Collect each line in the entries below that contains the string "hazy".
Start of Rows
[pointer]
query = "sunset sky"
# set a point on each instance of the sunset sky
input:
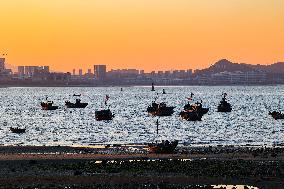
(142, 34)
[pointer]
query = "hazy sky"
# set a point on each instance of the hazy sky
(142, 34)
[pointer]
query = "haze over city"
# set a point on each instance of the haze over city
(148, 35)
End of Rows
Start of Rows
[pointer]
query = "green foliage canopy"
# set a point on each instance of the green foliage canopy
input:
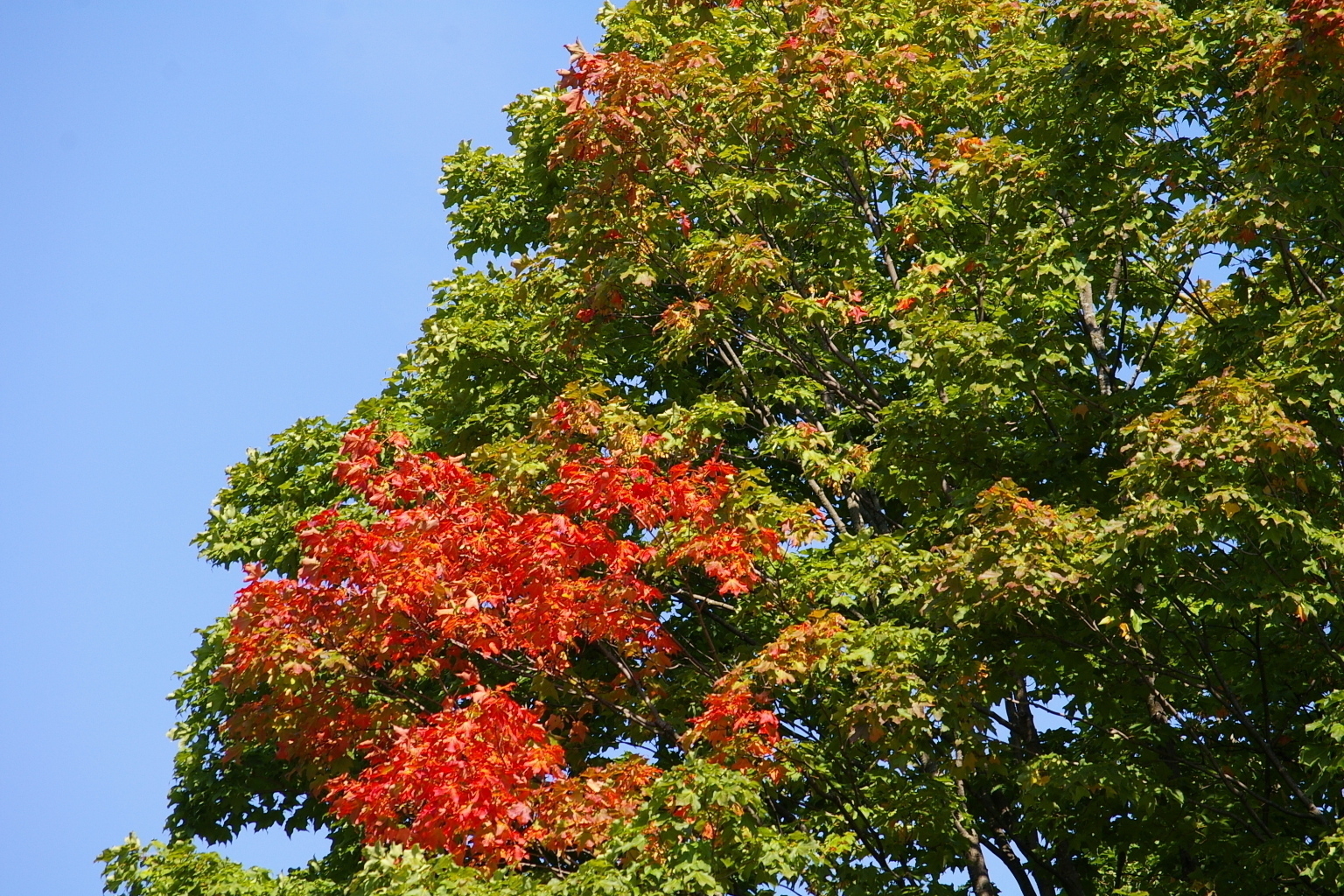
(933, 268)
End of Rows
## Problem solution
query = "hazy sky"
# set a point on each instance of the hazy sky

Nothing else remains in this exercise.